> **Task description**:
Rewrite the lines of the listing from the line containing "Where can you find the chain" up to and including the line containing "pixel 843 50", putting "bike rack" in place of "roof rack" and leaving everything else unchanged.

> **Entries**:

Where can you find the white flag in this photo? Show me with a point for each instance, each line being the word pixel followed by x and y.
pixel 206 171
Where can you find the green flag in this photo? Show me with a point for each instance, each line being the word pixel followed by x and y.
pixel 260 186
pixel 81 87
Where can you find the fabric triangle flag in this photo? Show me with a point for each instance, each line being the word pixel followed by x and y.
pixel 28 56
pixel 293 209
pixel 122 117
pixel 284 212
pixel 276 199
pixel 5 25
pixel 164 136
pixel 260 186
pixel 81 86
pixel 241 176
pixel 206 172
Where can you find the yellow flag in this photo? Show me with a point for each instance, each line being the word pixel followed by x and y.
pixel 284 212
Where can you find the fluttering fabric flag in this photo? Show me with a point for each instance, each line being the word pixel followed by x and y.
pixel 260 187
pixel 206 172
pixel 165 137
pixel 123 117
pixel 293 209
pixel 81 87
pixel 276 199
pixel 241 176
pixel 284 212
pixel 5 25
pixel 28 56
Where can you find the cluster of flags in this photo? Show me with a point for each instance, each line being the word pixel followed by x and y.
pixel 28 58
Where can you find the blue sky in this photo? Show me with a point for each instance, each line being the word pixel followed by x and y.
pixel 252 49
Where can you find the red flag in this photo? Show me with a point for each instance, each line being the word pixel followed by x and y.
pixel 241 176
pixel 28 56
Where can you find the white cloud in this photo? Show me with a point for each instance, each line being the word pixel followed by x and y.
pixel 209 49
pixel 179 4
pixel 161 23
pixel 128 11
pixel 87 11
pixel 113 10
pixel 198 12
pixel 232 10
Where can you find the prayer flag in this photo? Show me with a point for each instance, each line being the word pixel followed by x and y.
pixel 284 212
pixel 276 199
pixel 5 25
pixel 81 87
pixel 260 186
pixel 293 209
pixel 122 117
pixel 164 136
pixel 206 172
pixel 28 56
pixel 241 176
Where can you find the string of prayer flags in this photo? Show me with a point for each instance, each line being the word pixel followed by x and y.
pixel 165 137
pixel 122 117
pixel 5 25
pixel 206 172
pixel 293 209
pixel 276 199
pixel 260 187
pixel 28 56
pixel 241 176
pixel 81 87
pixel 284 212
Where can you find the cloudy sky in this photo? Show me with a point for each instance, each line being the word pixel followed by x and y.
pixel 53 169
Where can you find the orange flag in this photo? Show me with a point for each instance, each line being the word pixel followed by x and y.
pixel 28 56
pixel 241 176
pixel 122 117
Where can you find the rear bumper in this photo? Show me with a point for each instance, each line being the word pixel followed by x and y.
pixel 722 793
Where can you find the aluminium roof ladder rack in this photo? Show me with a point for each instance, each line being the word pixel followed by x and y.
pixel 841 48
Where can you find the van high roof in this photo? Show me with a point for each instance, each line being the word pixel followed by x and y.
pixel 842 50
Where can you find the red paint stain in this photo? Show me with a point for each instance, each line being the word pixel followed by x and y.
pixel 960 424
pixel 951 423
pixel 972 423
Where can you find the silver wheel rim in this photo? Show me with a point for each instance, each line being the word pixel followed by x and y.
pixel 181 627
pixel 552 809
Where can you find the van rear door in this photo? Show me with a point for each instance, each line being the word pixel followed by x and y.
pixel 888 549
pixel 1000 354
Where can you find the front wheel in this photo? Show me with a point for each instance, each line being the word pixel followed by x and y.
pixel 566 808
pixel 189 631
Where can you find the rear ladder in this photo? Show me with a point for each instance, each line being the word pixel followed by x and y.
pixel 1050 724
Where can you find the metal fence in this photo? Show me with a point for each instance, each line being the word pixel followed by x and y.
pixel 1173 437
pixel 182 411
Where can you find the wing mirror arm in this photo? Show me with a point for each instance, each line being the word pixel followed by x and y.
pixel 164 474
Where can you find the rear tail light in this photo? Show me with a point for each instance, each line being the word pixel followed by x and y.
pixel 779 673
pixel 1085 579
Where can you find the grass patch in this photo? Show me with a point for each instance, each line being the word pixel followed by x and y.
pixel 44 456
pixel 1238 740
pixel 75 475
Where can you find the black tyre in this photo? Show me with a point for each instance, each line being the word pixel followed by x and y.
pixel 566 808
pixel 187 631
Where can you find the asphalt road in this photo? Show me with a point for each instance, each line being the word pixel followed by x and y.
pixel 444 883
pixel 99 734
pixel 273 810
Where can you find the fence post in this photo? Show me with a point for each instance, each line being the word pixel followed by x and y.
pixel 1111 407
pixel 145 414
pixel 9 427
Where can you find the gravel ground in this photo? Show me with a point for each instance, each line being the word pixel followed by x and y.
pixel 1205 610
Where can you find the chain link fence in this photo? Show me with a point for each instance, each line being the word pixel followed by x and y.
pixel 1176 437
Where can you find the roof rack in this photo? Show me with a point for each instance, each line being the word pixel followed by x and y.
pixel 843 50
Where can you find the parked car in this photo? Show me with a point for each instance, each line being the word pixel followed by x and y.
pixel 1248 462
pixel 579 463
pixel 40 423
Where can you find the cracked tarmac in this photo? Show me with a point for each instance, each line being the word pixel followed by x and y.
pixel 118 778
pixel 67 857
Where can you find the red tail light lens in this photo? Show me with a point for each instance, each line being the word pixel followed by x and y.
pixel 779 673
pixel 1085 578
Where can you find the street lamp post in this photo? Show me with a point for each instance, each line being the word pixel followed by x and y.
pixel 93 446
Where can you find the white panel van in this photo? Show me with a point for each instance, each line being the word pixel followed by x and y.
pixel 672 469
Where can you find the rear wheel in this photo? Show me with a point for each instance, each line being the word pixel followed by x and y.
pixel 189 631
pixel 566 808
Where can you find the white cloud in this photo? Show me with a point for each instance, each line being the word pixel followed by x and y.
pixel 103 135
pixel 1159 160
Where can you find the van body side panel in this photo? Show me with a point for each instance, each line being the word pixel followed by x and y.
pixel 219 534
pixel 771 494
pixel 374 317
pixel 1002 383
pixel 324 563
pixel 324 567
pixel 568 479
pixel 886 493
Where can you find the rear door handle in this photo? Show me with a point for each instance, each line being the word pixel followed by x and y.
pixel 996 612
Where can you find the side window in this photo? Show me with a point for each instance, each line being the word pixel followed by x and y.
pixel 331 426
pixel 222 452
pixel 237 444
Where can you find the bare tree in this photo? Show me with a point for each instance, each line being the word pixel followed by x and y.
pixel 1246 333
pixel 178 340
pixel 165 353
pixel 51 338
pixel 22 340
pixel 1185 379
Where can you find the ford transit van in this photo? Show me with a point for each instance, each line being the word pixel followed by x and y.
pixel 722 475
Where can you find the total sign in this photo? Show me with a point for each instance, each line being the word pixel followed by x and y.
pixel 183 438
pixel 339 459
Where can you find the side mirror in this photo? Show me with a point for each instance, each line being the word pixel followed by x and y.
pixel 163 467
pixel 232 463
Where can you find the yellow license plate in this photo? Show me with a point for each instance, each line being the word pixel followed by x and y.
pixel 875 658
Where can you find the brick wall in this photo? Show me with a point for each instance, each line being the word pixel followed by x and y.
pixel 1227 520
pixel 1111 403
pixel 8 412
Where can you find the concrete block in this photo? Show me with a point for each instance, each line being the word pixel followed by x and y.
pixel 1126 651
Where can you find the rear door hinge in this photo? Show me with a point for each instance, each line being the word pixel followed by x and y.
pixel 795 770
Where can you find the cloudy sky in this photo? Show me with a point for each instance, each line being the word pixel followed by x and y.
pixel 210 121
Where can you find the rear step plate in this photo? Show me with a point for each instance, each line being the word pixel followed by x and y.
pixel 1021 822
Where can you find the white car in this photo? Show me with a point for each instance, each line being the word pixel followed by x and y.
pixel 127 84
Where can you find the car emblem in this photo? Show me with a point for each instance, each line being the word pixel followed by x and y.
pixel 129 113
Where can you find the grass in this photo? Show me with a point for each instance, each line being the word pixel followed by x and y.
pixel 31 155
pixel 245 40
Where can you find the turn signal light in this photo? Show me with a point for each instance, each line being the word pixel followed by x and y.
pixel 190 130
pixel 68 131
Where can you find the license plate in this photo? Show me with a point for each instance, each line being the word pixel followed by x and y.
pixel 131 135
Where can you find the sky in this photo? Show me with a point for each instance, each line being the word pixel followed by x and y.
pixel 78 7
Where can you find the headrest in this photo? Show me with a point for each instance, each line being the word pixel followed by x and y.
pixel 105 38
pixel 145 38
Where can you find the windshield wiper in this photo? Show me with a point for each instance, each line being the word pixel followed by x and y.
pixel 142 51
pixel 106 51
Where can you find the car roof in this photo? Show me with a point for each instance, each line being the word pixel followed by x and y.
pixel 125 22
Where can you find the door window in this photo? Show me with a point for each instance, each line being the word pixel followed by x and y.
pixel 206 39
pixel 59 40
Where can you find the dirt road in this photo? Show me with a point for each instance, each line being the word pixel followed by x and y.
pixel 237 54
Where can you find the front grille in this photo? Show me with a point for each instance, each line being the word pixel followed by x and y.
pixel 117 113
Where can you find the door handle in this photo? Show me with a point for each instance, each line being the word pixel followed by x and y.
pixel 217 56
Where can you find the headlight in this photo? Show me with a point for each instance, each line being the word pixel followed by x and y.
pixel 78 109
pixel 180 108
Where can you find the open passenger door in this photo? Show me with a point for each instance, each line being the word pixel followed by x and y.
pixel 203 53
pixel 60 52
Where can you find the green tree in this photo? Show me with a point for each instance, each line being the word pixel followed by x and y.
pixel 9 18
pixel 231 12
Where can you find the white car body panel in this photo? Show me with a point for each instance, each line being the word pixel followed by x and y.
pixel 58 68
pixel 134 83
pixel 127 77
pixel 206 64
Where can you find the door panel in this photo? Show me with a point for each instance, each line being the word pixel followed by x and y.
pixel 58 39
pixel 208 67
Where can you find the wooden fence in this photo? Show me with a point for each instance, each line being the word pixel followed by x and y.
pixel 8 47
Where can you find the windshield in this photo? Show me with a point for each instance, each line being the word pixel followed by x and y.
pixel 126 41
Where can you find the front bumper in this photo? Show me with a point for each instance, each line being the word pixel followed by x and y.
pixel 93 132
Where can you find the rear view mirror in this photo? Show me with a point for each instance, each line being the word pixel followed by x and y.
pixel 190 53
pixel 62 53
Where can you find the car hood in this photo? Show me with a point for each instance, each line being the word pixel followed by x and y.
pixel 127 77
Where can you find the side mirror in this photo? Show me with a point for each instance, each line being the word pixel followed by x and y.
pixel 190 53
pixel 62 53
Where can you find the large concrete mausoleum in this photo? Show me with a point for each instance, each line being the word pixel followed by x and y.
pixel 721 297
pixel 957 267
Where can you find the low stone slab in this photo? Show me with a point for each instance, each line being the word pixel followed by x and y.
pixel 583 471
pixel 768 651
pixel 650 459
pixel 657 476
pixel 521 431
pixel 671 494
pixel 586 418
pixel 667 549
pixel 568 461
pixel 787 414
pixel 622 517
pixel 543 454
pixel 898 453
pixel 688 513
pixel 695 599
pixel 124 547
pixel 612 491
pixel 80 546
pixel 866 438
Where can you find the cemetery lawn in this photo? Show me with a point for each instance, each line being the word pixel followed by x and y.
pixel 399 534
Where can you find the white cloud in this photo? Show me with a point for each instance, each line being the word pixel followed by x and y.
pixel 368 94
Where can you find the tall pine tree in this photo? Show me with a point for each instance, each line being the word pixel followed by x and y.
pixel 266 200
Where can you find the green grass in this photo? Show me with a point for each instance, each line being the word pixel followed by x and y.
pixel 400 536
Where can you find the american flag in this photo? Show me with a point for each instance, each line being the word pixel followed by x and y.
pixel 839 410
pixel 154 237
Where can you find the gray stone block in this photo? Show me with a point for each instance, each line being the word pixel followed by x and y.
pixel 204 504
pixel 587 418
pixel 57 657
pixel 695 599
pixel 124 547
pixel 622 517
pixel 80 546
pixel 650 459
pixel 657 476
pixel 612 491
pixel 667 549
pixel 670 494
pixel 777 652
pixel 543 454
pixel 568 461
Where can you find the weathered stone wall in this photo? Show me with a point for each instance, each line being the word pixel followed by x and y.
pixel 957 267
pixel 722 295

> **Expected output**:
Where can you find the chain link fence in this photo? Show me with a point for each instance, each line being the word pixel followed by x and y.
pixel 1176 437
Where can you find the bike rack in this photo? Show me with a point for each instance, each line being the word pixel followed by x and y.
pixel 843 50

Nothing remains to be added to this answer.